## Provided text
◇ ◇ ◇ ◇ ◇
This patch simplifies the timeout handling by relying on the request
reference counting to ensure the iterator is operating on an inflight
and truly timed out request. Since the reference counting prevents the
tag from being reallocated, the block layer no longer needs to prevent
drivers from completing their requests while the timeout handler is
operating on it: a driver completing a request is allowed to proceed to
the next state without additional syncronization with the block layer.

This also removes any need for generation sequence numbers since the
request lifetime is prevented from being reallocated as a new sequence
while timeout handling is operating on it.

Signed-off-by: Keith Busch <keith.busch at intel.com>
---
 block/blk-core.c       |   6 --
 block/blk-mq-debugfs.c |   1 -
 block/blk-mq.c         | 259 ++++++++++---------------------------------------
 block/blk-mq.h         |  20 +---
 block/blk-timeout.c    |   1 -
 include/linux/blkdev.h |  26 +----
 6 files changed, 58 insertions(+), 255 deletions(-)

diff --git a/block/blk-core.c b/block/blk-core.c
index 43370faee935..cee03cad99f2 100644
--- a/block/blk-core.c
+++ b/block/blk-core.c
@@ -198,12 +198,6 @@ void blk_rq_init(struct request_queue *q, struct request *rq)
 	rq->internal_tag = -1;
 	rq->start_time_ns = ktime_get_ns();
 	rq->part = NULL;
-	seqcount_init(&rq->gstate_seq);
-	u64_stats_init(&rq->aborted_gstate_sync);
-	/*
-	 * See comment of blk_mq_init_request
-	 */
-	WRITE_ONCE(rq->gstate, MQ_RQ_GEN_INC);
 }
 EXPORT_SYMBOL(blk_rq_init);
 
diff --git a/block/blk-mq-debugfs.c b/block/blk-mq-debugfs.c
index 3080e18cb859..ffa622366922 100644
--- a/block/blk-mq-debugfs.c
+++ b/block/blk-mq-debugfs.c
@@ -344,7 +344,6 @@ static const char *const rqf_name[] = {
 	RQF_NAME(STATS),
 	RQF_NAME(SPECIAL_PAYLOAD),
 	RQF_NAME(ZONE_WRITE_LOCKED),
-	RQF_NAME(MQ_TIMEOUT_EXPIRED),
 	RQF_NAME(MQ_POLL_SLEPT),
 };
 #undef RQF_NAME
diff --git a/block/blk-mq.c b/block/blk-mq.c
index 66e5c768803f..4858876fd364 100644
--- a/block/blk-mq.c
+++ b/block/blk-mq.c
@@ -589,56 +589,6 @@ static void __blk_mq_complete_request(struct request *rq)
 	put_cpu();
 }
 
-static void hctx_unlock(struct blk_mq_hw_ctx *hctx, int srcu_idx)
-	__releases(hctx->srcu)
-{
-	if (!(hctx->flags & BLK_MQ_F_BLOCKING))
-		rcu_read_unlock();
-	else
-		srcu_read_unlock(hctx->srcu, srcu_idx);
-}
-
-static void hctx_lock(struct blk_mq_hw_ctx *hctx, int *srcu_idx)
-	__acquires(hctx->srcu)
◇ ◇ ◇ ◇ ◇
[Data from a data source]
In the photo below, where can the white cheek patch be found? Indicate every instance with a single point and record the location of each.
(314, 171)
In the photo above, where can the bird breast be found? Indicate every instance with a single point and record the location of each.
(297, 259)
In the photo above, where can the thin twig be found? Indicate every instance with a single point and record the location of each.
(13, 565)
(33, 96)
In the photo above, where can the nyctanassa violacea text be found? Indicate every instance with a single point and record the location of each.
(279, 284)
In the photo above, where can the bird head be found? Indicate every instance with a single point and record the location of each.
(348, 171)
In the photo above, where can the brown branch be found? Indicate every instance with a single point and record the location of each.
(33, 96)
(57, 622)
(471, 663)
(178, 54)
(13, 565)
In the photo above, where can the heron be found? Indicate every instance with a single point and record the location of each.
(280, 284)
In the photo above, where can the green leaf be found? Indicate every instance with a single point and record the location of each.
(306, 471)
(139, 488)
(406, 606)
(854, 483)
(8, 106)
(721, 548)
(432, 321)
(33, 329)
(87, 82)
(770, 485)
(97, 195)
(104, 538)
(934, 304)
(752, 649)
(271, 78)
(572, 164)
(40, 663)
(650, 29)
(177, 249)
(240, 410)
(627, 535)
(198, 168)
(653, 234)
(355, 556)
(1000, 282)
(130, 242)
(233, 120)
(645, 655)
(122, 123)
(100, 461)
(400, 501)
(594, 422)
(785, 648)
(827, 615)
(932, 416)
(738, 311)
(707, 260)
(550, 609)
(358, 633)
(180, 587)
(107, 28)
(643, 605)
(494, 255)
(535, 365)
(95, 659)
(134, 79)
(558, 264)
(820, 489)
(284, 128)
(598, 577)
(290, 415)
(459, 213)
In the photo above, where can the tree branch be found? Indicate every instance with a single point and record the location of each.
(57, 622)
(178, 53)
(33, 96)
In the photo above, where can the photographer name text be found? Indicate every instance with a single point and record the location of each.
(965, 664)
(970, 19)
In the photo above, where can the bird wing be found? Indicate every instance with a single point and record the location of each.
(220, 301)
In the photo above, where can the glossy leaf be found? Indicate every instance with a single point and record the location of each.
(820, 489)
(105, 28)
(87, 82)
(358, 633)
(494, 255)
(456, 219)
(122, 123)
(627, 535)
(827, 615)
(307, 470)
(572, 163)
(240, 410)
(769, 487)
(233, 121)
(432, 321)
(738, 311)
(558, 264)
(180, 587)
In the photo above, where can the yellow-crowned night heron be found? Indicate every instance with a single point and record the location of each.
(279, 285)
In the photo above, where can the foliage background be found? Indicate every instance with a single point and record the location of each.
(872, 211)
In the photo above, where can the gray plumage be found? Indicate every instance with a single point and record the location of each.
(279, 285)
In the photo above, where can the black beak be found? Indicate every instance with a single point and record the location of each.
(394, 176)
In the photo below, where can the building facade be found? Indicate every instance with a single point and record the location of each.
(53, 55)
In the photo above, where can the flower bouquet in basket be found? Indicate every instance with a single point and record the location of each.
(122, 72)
◇ ◇ ◇ ◇ ◇
Write the next portion of the block-layer timeout patch, picking up right after its final line. This data has no connection to the block-layer timeout patch.

## Output for this task
-{
-	if (!(hctx->flags & BLK_MQ_F_BLOCKING)) {
-		/* shut up gcc false positive */
-		*srcu_idx = 0;
-		rcu_read_lock();
-	} else
-		*srcu_idx = srcu_read_lock(hctx->srcu);
-}
-
-static void blk_mq_rq_update_aborted_gstate(struct request *rq, u64 gstate)
-{
-	unsigned long flags;
-
-	/*
-	 * blk_mq_rq_aborted_gstate() is used from the completion path and
-	 * can thus be called from irq context.  u64_stats_fetch in the
-	 * middle of update on the same CPU leads to lockup.  Disable irq
-	 * while updating.
-	 */
-	local_irq_save(flags);
-	u64_stats_update_begin(&rq->aborted_gstate_sync);
-	rq->aborted_gstate = gstate;
-	u64_stats_update_end(&rq->aborted_gstate_sync);
-	local_irq_restore(flags);
-}
-
-static u64 blk_mq_rq_aborted_gstate(struct request *rq)
-{
-	unsigned int start;
-	u64 aborted_gstate;
-
-	do {
-		start = u64_stats_fetch_begin(&rq->aborted_gstate_sync);
-		aborted_gstate = rq->aborted_gstate;
-	} while (u64_stats_fetch_retry(&rq->aborted_gstate_sync, start));
-
-	return aborted_gstate;
-}
-
 /**
  * blk_mq_complete_request - end I/O on a request
  * @rq:		the request being processed
@@ -650,27 +600,10 @@ static u64 blk_mq_rq_aborted_gstate(struct request *rq)
 void blk_mq_complete_request(struct request *rq)
 {
 	struct request_queue *q = rq->q;
-	struct blk_mq_hw_ctx *hctx = blk_mq_map_queue(q, rq->mq_ctx->cpu);
-	int srcu_idx;
 
 	if (unlikely(blk_should_fake_timeout(q)))
 		return;
-
-	/*
-	 * If @rq->aborted_gstate equals the current instance, timeout is
-	 * claiming @rq and we lost.  This is synchronized through
-	 * hctx_lock().  See blk_mq_timeout_work() for details.
-	 *
-	 * Completion path never blocks and we can directly use RCU here
-	 * instead of hctx_lock() which can be either RCU or SRCU.
-	 * However, that would complicate paths which want to synchronize
-	 * against us.  Let stay in sync with the issue path so that
-	 * hctx_lock() covers both issue and completion paths.
-	 */
-	hctx_lock(hctx, &srcu_idx);
-	if (blk_mq_rq_aborted_gstate(rq) != rq->gstate)
-		__blk_mq_complete_request(rq);
-	hctx_unlock(hctx, srcu_idx);
+	__blk_mq_complete_request(rq);
 }
 EXPORT_SYMBOL(blk_mq_complete_request);
 
@@ -699,26 +632,9 @@ void blk_mq_start_request(struct request *rq)
 
 	WARN_ON_ONCE(blk_mq_rq_state(rq) != MQ_RQ_IDLE);
 
-	/*
-	 * Mark @rq in-flight which also advances the generation number,
-	 * and register for timeout.  Protect with a seqcount to allow the
-	 * timeout path to read both @rq->gstate and @rq->deadline
-	 * coherently.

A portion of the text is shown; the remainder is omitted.